In the forum thread below about x86-simd-sort on Zen 4, which form of COMPRESS instructions does the Zen4 optimization guide recommend avoiding?

Start of Extracted text

The answer for slow performance of AVX512 version of x86-simd-sort on Zen 4 is most probably explained in AMD manuals which could be found at: https://www.amd.com/en/search/documentation/hub.html#q=software%20optimization%20guide%20for%20the%20amd%20microarchitecture&f-amd_document_type=Software%20Optimization%20Guides

Software Optimization Guide for the AMD Zen4 Microarchitecture has following remark in "2.11.2 Code recommendations" chapter:

Avoid the memory destination form of COMPRESS instructions. These forms are implemented using microcode and achieve a lower store bandwidth than their register destination forms which use fastpath macro ops.

Software Optimization Guide for the AMD Zen5 Microarchitecture doesn't have any remark about COMPRESS instructions.

Could you add some code that disables the AVX512 version on Zen4, but keeps it enabled on Zen5 and future Zen architectures?

ValeZAA commented 1 week ago

https://web.archive.org/web/20230319232625/https://github.com/natmaurice/x86-simd-sort/commit/41d03b2d8f3b62a2ee6a3a97a8da7f193a407026

OOPS

r-devulap commented 6 days ago

https://web.archive.org/web/20230319232625/https://github.com/natmaurice/x86-simd-sort/commit/41d03b2d8f3b62a2ee6a3a97a8da7f193a407026

@tarsa Will this fix work for you? You would need to compile this library with a macro enabled.

tarsa commented 3 days ago

@r-devulap I'm thinking more about adding Zen 4 AVX-512 exclusion to runtime dispatch, i.e. probably here: https://github.com/intel/x86-simd-sort/blob/59e298d8c9d1bee2cded744b9adbe31107ee220c/lib/x86simdsort.cpp

In short the idea is: if CPU has AVX-512, but is Zen 4, then use AVX2. Otherwise use AVX-512 on Zen 5 and future ones. That would have less negative performance consequences than solutions like https://github.com/openjdk/jdk/pull/16124

Restriction of the AVX512 sort acceleration to only Intel CPUs. A performance regression (due to micro-architectural differences) was reported for AMD Zen4 CPUs in the comments section of PR.

ValeZAA commented 3 days ago

But AVX512 is faster?? Why would you use AVX2?

End of Extracted text
Start of Items

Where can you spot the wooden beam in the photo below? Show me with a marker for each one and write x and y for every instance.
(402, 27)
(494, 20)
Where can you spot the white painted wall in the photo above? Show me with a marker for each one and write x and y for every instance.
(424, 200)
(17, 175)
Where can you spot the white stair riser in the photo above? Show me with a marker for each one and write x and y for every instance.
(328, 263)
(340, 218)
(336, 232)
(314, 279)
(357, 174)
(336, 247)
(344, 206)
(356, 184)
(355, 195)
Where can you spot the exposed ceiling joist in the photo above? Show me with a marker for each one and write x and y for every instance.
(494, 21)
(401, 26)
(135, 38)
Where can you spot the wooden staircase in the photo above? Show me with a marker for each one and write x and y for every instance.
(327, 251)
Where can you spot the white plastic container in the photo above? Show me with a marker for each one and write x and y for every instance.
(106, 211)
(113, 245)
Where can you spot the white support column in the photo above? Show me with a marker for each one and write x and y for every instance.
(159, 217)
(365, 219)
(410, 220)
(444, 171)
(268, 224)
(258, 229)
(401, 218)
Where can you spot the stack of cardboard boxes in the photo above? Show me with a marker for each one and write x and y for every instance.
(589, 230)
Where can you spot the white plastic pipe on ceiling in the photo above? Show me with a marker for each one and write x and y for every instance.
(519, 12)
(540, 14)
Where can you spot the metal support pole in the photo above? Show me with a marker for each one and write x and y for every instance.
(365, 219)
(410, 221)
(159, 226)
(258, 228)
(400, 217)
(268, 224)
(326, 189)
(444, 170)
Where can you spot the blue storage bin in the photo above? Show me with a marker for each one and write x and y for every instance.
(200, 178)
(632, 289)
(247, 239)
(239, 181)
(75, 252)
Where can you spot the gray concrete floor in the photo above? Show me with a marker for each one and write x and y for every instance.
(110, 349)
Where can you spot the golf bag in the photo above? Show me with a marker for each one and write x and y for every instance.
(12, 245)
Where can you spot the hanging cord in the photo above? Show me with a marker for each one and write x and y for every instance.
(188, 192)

End of Items

» **Right answer**:
The memory destination form of COMPRESS instructions.